# GIVEN PASSAGE
<<<<
Has Congress rescinded the Obamacare yet? No?

Bad news if you favor free-market medicine. Nifty news if you’re a doddering corporate dinosaur of old media — like the Washington Post and CBS New and NBC News — with millions, or billions, in the kitty. And zero compunction about holding out a tin cup for funds extracted from taxpayers.

The Cato Institute’s Michael Cannon alerts us to the emergency resuscitation these institutions are receiving from Obamacare’s “Early Retiree Reinsurance Program.” The Post got $570,000 in extracted-from-taxpayers payoffs (some critics call ERRP a “slush fund”); CBS got $720,000; and General Electric, one of the owners of NBC Universal, got $37 million. Verizon, AT&T and sundry labor unions are also snatching up the subsidies.

There’s $5 billion allotted to this Obamacare slush fund for early retirees, which is not supposed to run out until 2014. But almost $2 billion have been distributed to corporations already. (To be fair, everybody knows that early projections of the long-run costs of wondrous new government programs tend to be conservative, understated, modest, even bashful.)

Cannon and others argue that when reporting on Obamacare, journalists at such outfits should disclose that their employers have received the massive subsidies. Let viewers know about the bribes so that they can better evaluate the pro-interventionist spin typical in these venues.

Fine. But I have an even better suggestion for the wealthy corporate mendicants: Don’t take the cash to begin with.

This is Common Sense. I’m Paul Jacob.
>>>>
# QUESTIONS
1 - Render this sentence from the Obamacare subsidy commentary in Spanish: "Verizon, AT&T and sundry labor unions are also snatching up the subsidies."
2 - Output the part of the Obamacare subsidy commentary between "The Cato Institute’s" and "modest, even bashful.)", inclusive, copied word for word.
The records aren't needed for anything here.

# DATASET ENTRIES
<<<<
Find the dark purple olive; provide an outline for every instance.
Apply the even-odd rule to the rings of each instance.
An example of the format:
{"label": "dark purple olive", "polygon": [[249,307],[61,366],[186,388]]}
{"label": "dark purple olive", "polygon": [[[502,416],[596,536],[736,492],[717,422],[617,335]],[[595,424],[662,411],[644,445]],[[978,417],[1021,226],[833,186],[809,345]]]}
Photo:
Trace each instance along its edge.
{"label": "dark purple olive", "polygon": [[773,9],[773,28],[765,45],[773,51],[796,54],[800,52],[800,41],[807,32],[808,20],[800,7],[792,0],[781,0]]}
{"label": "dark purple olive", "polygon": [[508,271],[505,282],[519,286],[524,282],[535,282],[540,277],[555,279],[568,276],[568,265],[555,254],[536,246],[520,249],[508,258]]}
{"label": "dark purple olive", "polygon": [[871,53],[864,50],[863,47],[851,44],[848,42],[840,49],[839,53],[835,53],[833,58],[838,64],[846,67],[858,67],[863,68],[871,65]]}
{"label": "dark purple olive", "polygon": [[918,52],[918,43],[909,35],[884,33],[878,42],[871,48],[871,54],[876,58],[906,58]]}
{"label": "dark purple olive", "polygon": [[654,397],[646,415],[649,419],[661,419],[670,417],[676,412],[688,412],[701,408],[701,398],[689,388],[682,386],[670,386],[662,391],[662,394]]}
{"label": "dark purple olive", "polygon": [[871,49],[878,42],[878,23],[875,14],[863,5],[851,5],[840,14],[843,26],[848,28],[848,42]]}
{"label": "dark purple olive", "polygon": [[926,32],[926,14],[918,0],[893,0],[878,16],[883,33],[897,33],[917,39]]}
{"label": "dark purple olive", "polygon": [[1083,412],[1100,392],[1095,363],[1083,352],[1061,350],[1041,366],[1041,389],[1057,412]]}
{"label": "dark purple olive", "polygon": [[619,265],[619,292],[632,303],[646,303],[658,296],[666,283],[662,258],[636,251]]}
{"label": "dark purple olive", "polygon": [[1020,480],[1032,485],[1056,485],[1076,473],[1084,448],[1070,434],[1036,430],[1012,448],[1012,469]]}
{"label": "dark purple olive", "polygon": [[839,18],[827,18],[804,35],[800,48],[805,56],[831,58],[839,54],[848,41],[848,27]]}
>>>>
# SET OF ANSWERS
1 - Verizon, AT&T y diversos sindicatos también se están quedando con los subsidios.

2 -
The Cato Institute’s Michael Cannon alerts us to the emergency resuscitation these institutions are receiving from Obamacare’s “Early Retiree Reinsurance Program.” The Post got $570,000 in extracted-from-taxpayers payoffs (some critics call ERRP a “slush fund”); CBS got $720,000; and General Electric, one of the owners of NBC Universal, got $37 million. Verizon, AT&T and sundry labor unions are also snatching up the subsidies.

There’s $5 billion allotted to this Obamacare slush fund for early retirees, which is not supposed to run out until 2014. But almost $2 billion have been distributed to corporations already. (To be fair, everybody knows that early projections of the long-run costs of wondrous new government programs tend to be conservative, understated, modest, even bashful.)